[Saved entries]

☆ ☆ ☆ ☆

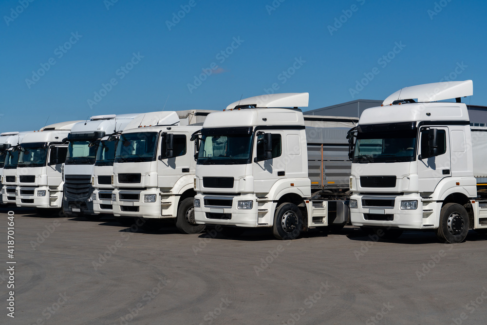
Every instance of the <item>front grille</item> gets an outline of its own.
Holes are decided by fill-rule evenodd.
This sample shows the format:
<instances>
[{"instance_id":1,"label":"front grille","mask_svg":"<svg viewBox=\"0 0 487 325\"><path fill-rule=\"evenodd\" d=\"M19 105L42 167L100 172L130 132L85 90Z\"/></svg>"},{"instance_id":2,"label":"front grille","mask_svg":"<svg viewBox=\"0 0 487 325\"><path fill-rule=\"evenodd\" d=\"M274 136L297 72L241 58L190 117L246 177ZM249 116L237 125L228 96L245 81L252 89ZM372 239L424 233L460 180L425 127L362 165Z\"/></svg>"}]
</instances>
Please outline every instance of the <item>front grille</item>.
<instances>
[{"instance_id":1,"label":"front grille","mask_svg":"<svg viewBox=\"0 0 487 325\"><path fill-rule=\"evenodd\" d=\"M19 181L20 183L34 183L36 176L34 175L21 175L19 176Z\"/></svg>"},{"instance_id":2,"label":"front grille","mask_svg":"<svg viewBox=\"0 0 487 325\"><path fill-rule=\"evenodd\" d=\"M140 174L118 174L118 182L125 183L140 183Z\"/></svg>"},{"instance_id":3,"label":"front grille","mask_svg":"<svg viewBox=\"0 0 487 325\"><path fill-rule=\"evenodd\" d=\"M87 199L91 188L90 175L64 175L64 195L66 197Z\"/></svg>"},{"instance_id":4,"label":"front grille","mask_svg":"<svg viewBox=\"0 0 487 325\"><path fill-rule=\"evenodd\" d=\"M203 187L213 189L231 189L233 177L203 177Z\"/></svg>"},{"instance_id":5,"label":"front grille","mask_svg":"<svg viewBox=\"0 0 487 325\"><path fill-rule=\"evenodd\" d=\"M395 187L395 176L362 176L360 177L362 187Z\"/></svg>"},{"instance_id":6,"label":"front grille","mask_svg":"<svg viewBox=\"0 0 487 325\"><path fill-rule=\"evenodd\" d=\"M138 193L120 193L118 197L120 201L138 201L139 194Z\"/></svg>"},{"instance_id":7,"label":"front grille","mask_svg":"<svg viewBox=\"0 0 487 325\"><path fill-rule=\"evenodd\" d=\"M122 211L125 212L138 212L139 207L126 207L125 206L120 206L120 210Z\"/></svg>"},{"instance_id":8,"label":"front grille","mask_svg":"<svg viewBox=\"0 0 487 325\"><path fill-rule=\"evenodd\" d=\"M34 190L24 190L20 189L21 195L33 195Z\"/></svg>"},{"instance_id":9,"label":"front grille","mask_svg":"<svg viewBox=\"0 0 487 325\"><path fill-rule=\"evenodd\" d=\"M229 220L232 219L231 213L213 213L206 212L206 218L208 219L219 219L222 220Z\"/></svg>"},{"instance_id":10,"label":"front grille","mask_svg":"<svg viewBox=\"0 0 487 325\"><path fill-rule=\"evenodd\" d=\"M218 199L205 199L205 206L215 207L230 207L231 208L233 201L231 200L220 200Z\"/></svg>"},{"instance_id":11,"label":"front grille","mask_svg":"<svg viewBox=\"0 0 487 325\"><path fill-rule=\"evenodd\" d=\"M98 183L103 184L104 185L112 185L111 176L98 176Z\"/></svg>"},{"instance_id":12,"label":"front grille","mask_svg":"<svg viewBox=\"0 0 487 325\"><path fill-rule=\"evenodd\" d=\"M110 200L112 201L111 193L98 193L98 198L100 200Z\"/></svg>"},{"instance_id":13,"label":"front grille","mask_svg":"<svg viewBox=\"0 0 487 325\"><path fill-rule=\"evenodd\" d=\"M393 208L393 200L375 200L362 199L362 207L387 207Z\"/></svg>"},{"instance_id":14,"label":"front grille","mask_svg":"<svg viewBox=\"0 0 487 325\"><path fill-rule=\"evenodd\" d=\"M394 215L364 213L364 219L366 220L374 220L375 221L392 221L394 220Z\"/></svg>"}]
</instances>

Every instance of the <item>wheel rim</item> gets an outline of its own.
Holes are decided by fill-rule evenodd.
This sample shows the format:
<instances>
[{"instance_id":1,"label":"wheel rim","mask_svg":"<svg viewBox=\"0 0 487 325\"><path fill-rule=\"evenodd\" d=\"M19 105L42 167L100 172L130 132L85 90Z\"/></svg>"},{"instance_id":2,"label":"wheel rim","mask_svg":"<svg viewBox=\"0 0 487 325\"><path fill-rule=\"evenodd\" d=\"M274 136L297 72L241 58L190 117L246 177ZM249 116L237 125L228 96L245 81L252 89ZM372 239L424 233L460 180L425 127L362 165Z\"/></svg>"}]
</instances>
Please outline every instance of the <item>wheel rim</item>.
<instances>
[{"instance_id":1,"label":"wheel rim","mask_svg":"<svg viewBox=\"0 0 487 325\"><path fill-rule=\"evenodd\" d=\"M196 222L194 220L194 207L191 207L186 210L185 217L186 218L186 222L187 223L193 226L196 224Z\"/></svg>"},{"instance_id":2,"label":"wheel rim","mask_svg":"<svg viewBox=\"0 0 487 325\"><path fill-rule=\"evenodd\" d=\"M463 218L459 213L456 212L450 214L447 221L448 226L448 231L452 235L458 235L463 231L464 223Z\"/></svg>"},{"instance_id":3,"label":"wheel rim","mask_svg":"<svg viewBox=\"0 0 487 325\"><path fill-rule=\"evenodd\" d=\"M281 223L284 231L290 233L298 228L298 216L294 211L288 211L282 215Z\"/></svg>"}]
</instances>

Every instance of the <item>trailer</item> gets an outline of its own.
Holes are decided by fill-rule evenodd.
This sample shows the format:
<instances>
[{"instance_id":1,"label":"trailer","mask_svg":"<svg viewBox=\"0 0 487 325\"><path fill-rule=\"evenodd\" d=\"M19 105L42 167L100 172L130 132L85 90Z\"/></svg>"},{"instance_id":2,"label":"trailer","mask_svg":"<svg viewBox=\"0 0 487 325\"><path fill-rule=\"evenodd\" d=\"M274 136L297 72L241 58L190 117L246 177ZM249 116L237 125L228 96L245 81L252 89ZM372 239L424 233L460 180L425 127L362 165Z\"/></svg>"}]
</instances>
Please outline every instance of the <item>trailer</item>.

☆ ☆ ☆ ☆

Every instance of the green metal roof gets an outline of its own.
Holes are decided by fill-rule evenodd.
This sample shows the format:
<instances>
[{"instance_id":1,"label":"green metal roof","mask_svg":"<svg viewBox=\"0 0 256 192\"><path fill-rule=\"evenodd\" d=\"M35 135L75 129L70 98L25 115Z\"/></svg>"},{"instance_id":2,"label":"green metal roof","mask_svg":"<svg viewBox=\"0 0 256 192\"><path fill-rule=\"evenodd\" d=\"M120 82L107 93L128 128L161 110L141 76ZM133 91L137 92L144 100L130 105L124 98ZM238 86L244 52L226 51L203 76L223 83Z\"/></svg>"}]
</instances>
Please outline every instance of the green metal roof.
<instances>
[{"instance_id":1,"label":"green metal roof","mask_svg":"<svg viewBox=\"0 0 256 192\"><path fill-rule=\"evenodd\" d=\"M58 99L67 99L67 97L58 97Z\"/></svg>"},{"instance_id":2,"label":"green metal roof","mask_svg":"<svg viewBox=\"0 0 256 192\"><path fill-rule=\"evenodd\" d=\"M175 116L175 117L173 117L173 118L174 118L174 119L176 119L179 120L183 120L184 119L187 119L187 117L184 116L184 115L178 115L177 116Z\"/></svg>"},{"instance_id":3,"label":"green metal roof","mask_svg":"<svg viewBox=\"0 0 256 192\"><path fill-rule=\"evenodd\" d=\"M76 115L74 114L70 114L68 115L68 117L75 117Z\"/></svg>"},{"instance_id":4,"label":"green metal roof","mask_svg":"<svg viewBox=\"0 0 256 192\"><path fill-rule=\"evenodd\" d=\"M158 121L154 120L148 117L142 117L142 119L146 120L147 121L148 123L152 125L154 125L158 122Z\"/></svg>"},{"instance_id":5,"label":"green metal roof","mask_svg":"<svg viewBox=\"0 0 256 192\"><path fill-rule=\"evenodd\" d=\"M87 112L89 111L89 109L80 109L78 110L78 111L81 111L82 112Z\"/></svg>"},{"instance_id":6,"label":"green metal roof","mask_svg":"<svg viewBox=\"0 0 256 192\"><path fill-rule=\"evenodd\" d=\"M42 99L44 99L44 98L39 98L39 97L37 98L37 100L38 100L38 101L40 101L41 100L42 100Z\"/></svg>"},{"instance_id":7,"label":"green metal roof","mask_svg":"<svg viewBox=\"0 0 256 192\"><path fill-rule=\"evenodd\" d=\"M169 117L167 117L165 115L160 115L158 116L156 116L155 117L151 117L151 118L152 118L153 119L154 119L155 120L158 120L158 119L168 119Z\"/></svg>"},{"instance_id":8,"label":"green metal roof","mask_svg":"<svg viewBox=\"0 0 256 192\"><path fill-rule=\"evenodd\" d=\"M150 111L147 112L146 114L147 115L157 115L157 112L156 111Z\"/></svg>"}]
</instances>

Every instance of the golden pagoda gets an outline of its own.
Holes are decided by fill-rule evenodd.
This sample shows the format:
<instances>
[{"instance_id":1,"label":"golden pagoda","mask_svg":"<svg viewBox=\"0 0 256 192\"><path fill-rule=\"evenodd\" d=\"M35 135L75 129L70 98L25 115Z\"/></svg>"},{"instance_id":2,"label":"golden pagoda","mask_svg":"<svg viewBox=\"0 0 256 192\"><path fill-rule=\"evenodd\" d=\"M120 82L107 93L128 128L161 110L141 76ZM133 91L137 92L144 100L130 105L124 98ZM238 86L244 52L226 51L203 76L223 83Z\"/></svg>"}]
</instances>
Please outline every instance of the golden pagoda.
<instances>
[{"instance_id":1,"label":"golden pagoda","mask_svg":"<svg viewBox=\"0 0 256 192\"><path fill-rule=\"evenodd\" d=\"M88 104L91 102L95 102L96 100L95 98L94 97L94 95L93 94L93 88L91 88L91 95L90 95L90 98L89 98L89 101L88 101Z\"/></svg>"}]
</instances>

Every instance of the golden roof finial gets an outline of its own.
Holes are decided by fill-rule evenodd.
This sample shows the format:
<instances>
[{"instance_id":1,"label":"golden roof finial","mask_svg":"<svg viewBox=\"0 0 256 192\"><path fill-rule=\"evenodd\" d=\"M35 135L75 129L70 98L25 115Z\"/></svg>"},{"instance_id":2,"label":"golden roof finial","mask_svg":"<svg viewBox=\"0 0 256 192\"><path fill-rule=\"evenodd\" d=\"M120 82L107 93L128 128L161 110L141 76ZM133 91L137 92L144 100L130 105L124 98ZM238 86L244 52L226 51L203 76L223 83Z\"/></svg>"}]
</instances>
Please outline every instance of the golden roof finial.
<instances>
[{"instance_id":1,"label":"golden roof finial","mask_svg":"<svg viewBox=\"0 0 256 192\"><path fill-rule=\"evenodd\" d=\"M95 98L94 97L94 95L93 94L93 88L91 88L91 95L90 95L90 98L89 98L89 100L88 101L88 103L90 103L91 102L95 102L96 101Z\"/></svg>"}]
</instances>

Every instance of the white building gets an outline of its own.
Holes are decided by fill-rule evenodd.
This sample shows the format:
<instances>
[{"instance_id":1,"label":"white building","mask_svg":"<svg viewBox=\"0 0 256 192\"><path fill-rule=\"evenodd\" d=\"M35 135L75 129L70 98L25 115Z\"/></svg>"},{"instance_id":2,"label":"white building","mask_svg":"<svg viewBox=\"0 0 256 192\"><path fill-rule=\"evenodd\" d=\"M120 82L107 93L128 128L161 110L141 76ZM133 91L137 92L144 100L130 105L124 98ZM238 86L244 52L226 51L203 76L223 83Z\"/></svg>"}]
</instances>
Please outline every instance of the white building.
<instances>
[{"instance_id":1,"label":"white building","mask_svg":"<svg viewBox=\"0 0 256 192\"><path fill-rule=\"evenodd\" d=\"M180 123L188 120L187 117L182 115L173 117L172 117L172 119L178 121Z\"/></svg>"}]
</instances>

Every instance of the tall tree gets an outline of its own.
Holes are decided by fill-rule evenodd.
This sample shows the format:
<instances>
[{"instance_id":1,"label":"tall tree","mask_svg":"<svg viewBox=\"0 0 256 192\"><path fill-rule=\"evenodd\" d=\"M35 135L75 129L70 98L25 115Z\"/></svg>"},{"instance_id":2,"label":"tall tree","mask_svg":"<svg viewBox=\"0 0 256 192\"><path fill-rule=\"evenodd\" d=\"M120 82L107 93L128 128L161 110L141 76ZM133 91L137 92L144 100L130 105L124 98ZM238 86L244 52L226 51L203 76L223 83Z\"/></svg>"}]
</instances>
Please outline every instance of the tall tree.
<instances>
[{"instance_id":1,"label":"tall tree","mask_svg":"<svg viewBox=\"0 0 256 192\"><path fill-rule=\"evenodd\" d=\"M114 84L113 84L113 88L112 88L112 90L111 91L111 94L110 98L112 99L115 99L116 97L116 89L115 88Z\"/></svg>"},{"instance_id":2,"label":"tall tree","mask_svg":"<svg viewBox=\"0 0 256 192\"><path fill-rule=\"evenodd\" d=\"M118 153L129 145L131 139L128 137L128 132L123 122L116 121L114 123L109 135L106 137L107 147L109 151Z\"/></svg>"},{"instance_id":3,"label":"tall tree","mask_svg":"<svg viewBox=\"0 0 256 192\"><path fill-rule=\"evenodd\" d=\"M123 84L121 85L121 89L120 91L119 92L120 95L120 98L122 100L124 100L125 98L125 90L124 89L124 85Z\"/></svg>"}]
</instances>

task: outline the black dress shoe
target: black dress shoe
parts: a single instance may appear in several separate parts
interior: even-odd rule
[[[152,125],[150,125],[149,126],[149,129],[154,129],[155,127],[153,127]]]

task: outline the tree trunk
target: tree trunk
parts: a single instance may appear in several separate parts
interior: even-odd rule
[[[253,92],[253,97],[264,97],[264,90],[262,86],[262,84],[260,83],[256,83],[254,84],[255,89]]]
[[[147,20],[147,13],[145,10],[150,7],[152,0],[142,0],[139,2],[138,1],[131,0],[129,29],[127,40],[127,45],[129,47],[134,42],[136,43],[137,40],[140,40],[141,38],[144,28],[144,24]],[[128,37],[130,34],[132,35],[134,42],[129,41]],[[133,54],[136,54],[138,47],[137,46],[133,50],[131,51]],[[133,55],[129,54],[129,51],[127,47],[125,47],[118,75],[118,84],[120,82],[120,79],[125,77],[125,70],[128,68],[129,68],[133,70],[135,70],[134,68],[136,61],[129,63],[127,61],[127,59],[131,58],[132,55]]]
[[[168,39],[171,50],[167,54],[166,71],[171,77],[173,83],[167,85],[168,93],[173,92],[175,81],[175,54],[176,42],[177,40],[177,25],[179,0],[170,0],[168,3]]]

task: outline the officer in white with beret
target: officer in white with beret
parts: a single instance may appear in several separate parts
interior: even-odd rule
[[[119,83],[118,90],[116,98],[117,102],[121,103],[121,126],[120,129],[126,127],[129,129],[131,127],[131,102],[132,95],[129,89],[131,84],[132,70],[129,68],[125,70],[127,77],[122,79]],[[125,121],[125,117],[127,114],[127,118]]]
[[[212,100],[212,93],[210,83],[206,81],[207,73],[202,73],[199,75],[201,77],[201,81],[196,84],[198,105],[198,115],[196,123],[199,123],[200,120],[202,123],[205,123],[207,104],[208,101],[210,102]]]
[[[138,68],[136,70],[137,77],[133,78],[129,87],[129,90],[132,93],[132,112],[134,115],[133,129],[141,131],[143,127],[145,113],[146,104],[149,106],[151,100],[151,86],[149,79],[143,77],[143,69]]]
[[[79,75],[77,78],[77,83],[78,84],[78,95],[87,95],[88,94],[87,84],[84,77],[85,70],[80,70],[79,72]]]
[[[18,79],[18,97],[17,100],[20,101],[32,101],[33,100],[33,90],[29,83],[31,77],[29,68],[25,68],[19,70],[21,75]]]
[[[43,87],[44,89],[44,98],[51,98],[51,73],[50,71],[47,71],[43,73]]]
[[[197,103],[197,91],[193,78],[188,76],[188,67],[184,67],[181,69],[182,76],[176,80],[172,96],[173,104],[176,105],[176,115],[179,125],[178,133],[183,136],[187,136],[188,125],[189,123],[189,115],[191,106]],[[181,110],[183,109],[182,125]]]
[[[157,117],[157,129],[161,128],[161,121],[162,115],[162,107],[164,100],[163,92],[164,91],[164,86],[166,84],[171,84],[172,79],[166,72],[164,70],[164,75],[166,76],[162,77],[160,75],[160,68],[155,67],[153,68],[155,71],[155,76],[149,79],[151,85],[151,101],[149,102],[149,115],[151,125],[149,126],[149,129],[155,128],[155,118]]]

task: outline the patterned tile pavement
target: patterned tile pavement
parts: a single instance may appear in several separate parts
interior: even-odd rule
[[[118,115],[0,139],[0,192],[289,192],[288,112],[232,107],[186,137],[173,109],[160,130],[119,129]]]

☆ ☆ ☆ ☆

== The problem ==
Please pick out every line in the entries above that contains the string "target" and copy those lines. Case counts.

== Answer to the problem ==
target: black dress shoe
target: tree trunk
target: officer in white with beret
target: patterned tile pavement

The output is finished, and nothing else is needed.